Nadpływającą barkę usłyszeli oboje. Gburowaty, zwący się Baronem (!!) Wardur nie nadawał się do dworskich dyskusji. Nie potrafił zabawiać damy. Zresztą z Ysabell była taka dama, jak z koziej dupy trąba. Może na dworze, może na balu, ale na szlaku wychodziła jej prawdziwa natura. Tu nie trzeba było pozorów. Obozowali w milczeniu w akompaniamencie trzaskającego ognia i pohukiwania puszczyka. Dla tego usłyszeli rozkazy rzucane przez szypra i odgłos rzucanych cum. Ognia zagasić nie zdołali, ale też nie rozgorzał on na tyle, by znaczyć się czymś więcej niźli wąską smużką dymu na tle ciemniejącego nieba. Obcy zajęci byli ostrożnym wysiadaniem nieświadomi obserwującej ich dwójki. Wardur dobył cicho oręża. To było zrozumiałe. Obcy byli uzbrojeni. Do uszu nasłuchującej dwójki doszły słowa pożegnań, stukot podków na drewnianym, trzeszczącym pomoście. I chlupot fal na burcie odpływającej barki. Spoglądając zza muru widzieli trójkę jeźdźców, która prowadziła swe wierzchowce za uzdy rozglądając się uważnie po zrujnowanej osadzie...

--------------------

## TWOJE ZADANIA
A. Odpowiedz krótko na pytania do tekstu o Wardurze i Ysabell:
(i) Jak zwał się Wardur?
(ii) Jaki ptak pohukiwał, gdy obozowali?
(iii) Ilu jeźdźców zobaczyli zza muru?
B. Policz, w ilu wierszach wpisów występuje ciąg „bare”, z uwzględnieniem wielkości liter. Podaj wyłącznie liczbę.

## DOSTARCZONE WPISY
--------------------

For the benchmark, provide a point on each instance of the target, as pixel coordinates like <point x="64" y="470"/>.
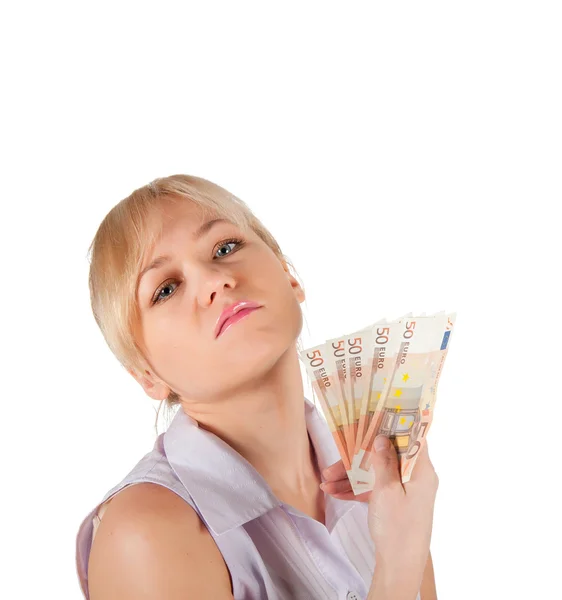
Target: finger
<point x="423" y="467"/>
<point x="335" y="472"/>
<point x="385" y="463"/>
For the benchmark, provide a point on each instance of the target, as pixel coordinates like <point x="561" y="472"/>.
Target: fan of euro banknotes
<point x="380" y="379"/>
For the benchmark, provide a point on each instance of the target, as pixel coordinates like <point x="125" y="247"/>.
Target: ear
<point x="153" y="387"/>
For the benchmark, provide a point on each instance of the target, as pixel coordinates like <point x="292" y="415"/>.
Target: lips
<point x="234" y="313"/>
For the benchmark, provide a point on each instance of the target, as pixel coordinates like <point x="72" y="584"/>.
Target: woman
<point x="196" y="300"/>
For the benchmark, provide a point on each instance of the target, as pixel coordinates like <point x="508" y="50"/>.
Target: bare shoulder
<point x="152" y="544"/>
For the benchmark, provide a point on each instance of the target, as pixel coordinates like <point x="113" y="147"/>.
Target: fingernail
<point x="381" y="443"/>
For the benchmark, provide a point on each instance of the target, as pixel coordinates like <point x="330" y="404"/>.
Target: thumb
<point x="385" y="462"/>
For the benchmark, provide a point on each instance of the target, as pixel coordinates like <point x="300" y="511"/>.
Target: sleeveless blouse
<point x="271" y="549"/>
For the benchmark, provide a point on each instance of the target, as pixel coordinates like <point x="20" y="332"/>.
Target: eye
<point x="157" y="299"/>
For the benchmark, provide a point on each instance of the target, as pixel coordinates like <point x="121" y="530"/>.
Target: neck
<point x="266" y="425"/>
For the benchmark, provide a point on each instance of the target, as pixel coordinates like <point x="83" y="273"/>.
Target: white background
<point x="407" y="157"/>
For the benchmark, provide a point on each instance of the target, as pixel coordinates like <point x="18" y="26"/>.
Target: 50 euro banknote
<point x="384" y="380"/>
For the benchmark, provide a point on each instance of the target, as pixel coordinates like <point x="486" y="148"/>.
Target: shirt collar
<point x="227" y="490"/>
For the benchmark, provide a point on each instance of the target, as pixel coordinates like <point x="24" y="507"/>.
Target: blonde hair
<point x="122" y="242"/>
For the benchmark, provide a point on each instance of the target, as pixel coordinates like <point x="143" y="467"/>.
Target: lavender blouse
<point x="272" y="550"/>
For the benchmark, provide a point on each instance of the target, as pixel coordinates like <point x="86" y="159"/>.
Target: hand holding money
<point x="380" y="380"/>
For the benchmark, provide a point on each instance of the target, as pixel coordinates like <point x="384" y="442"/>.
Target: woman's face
<point x="181" y="299"/>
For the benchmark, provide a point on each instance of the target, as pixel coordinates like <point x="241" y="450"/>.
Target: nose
<point x="212" y="285"/>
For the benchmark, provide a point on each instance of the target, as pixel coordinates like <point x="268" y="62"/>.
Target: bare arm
<point x="151" y="544"/>
<point x="395" y="586"/>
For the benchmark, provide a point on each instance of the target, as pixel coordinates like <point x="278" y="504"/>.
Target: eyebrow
<point x="199" y="233"/>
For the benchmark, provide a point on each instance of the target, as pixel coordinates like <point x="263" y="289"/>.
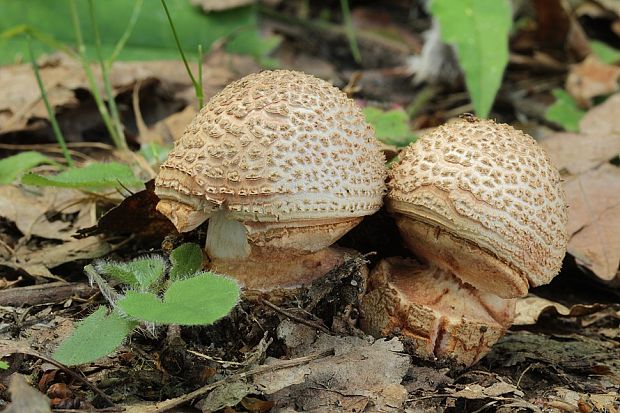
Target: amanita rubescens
<point x="282" y="164"/>
<point x="482" y="208"/>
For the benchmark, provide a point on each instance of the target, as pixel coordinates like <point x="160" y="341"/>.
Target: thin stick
<point x="50" y="112"/>
<point x="296" y="318"/>
<point x="197" y="85"/>
<point x="169" y="404"/>
<point x="350" y="31"/>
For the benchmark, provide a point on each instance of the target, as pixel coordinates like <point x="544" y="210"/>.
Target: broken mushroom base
<point x="443" y="317"/>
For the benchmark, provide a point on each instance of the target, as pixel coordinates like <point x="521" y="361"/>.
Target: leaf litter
<point x="538" y="366"/>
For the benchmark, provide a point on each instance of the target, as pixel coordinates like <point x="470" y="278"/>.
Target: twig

--------------------

## ODPOWIEDZI DO ZADAŃ
A.
(i) Baronem.
(ii) Puszczyk.
(iii) Trzech.

B. 2